(WORK TO BE COMPLETED) Find every line in the data below that contains the string "polar" and copy each of those lines. Letter case matters when matching.

(DATASET EXTRACT)

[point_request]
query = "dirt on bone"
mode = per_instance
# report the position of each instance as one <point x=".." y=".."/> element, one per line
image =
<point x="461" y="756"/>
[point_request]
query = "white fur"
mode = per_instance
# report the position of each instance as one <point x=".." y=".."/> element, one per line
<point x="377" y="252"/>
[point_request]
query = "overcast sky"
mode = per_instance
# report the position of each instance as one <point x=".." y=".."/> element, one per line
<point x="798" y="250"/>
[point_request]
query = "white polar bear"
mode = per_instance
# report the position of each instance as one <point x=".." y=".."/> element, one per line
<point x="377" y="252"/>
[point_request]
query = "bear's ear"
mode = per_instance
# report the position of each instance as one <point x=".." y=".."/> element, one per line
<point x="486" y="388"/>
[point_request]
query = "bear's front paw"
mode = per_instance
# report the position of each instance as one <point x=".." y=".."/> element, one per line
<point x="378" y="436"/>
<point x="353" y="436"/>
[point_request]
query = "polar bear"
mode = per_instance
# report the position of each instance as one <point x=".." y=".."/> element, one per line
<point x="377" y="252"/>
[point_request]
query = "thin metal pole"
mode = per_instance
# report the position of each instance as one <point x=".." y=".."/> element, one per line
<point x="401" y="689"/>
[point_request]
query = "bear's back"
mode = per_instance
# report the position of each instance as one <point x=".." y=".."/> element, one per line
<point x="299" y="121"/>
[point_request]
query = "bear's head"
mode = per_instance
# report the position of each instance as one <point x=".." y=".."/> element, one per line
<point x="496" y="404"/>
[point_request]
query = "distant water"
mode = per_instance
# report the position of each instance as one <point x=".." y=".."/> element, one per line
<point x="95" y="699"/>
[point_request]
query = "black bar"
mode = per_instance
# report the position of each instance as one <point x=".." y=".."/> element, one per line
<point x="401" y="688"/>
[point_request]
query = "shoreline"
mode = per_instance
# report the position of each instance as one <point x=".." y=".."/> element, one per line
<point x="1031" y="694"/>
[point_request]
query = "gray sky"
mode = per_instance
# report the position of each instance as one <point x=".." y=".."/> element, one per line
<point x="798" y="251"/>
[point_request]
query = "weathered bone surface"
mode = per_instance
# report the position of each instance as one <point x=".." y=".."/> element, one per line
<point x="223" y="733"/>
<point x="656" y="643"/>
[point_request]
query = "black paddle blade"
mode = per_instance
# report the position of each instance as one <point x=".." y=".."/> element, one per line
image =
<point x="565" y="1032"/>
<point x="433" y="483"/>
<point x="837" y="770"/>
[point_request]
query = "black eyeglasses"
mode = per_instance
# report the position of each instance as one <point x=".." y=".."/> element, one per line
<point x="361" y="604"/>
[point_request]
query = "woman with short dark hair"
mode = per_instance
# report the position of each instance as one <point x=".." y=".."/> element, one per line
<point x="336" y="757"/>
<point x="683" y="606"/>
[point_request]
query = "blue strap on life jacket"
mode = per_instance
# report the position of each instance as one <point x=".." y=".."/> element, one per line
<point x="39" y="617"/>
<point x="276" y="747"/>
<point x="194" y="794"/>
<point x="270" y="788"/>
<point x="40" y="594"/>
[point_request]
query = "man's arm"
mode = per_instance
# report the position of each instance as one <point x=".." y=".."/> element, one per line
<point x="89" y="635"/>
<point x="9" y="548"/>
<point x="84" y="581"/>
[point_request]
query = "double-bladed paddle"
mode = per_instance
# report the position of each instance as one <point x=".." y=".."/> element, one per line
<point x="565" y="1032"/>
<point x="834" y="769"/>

(TASK ANSWER)
query = "white polar bear"
query = "polar bear"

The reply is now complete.